Category Archives: Miscellaneous

Pet Peeves: Common Misconceptions

I thought it would be good to take a light-hearted (kinda) approach to deafness. There are a few pet peeves that I have with hearing people and how they interact with d/Deaf/HOH people.

DISCLAIMER: this is based on my experiences, so take it with a big grain of salt.

  • Communication Modes Does NOT Define Me – I use ASL interpreters most of the time in classes, but this fact leads people to make strange (to me, at least) conclusions about me. They seem to think that I can’t hear ANYTHING and I am completely mute (as in unable to speak). I can communicate fairly well through listening and speaking if I am in a quiet environment. People are shocked when I communicate well in an intimate environment. Of course, the root of my annoyance is the fact that hearing people do not realize that not all d/Deaf/HOH people are alike. This misconception could be the further thing from the truth. I remember there was a HOH girl in my high school – she didn’t need very many accommodations, but I needed a sign language interpreter. Different people have different abilities in terms of speaking, lip-reading, hearing and listening. Hearing people also have different abilities in terms of listening and speaking, so why should d/Deaf/HOH people be any different?
  • Obsession About Music – “Can you hear music?” is one of the most common questions that I hear. Since I do have a cochlear implant, I can hear music. Appreciate it? Not so much. Don’t get me wrong, a lot of d/Deaf folks that I know love music. I’m the odd duck here. Music is actually kind of annoying for me – it makes it harder for me to hear what a person is saying if music is blaring in the background. What annoys me about this question is not so much the question itself, but the implication. It may just be me, but I feel like many people consider my inability to hear/appreciate music greatly reduces my quality of life. Just because I can’t appreciate music doesn’t mean my life isn’t equally rich and vibrant as the next hearing person. Sure, music seems to be awesome, but I can relax and ‘be happy’ just by looking at beautiful pantings or reading wonderfully-crafted books. Relaxation and bliss can be found in other places than music.
  • Deafness as a Taboo – Since most of the annoying things people do stem from ignorance, it peeves me that people seem to be deathly afraid to ask me question about deafness (question above excepted). Most people have no clue how d/Deaf folks function in life, and that leads to some sad assumptions. If people were more brave and asked questions, maybe we would not have as many inane stereotypes lingering around. (I’m looking at you, deaf-people-can’t-drive stereotype). Perhaps they would realize that d/Deafness is not necessarily devastating.

# [Dataset excerpts]
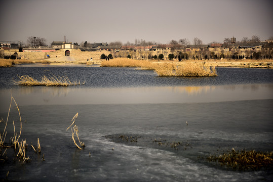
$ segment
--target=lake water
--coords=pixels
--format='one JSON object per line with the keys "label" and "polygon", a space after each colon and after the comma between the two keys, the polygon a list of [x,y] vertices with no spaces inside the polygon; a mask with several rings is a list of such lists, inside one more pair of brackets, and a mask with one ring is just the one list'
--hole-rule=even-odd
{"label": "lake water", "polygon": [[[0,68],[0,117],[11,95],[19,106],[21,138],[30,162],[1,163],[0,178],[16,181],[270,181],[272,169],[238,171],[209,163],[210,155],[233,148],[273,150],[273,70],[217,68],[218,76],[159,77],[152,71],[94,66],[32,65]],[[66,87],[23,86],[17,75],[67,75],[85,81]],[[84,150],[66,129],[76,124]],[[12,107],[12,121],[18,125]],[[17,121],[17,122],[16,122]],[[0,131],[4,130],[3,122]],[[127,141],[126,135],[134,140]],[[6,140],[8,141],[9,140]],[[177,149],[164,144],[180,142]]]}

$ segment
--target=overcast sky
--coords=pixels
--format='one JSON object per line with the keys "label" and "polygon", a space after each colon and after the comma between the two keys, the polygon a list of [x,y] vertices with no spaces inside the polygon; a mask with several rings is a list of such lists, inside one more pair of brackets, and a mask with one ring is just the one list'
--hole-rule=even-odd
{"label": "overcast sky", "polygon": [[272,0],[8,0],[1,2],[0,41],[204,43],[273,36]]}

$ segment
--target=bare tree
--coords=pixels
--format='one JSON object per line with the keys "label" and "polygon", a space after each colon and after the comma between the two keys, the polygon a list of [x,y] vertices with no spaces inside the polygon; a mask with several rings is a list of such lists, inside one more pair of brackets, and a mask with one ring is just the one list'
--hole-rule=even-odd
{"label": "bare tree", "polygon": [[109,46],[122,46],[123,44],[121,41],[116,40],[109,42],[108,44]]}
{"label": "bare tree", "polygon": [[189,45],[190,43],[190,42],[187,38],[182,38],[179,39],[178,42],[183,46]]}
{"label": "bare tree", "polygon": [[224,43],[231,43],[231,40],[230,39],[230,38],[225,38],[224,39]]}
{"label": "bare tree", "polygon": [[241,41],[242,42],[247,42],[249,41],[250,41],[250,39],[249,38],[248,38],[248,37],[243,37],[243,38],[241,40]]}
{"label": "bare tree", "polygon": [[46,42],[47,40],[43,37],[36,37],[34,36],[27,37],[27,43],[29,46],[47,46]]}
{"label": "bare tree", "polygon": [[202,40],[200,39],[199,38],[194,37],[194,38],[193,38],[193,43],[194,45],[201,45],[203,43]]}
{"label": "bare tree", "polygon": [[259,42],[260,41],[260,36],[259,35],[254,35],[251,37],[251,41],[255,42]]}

...

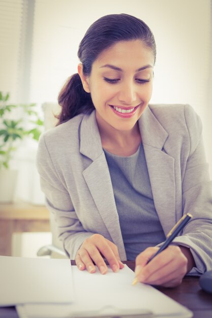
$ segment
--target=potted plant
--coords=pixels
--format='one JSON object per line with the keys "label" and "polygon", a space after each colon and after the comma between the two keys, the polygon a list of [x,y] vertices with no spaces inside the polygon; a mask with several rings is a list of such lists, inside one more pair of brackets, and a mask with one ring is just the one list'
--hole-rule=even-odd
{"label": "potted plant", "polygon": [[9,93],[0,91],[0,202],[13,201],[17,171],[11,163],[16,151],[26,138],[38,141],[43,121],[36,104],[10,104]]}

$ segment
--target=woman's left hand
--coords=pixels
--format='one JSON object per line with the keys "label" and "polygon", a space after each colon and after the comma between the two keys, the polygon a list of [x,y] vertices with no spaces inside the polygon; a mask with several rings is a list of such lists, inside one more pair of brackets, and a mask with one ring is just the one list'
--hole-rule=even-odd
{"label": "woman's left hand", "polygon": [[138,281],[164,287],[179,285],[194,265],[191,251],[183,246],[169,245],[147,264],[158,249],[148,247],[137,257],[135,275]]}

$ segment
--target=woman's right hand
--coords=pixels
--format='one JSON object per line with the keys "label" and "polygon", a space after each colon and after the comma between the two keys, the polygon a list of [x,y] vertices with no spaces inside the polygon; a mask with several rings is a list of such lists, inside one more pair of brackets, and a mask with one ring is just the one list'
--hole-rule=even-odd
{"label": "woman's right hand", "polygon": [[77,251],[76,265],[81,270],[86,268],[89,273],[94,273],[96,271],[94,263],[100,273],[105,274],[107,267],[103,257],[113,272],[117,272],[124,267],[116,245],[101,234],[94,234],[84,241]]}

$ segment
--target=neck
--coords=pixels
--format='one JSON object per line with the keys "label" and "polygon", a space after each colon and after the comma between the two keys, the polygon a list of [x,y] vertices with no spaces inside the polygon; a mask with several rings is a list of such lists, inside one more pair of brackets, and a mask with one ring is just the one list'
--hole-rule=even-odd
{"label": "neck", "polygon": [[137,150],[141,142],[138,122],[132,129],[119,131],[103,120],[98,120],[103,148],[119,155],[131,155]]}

--

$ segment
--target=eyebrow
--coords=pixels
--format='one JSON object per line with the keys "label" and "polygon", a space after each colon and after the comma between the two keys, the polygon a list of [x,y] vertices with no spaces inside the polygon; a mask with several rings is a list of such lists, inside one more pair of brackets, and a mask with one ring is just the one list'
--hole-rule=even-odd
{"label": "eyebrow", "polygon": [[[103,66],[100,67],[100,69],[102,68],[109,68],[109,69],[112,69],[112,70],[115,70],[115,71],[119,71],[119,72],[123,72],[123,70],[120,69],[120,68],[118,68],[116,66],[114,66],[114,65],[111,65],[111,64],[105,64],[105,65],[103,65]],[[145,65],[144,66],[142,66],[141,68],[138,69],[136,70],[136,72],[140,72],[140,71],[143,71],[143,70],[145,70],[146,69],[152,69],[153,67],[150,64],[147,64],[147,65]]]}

# [What you need to do]
1) Answer these questions from the deafness post:
(a) What does the writer use most of the time in classes?
(b) What device lets the writer hear music?
(c) Which stereotype does the writer call out in the section on deafness as a taboo?
2) Copy word for word the part of the deafness post between "Category Archives: Miscellaneous" and "grain of salt.", inclusive.
The material comes from a separate source with no connection to the deafness post.

# [Expected outputs]
1)
(a) ASL interpreters.
(b) A cochlear implant.
(c) The stereotype that deaf people can't drive.

2)
Category Archives: Miscellaneous

Pet Peeves: Common Misconceptions

I thought it would be good to take a light-hearted (kinda) approach to deafness. There are a few pet peeves that I have with hearing people and how they interact with d/Deaf/HOH people.

DISCLAIMER: this is based on my experiences, so take it with a big grain of salt.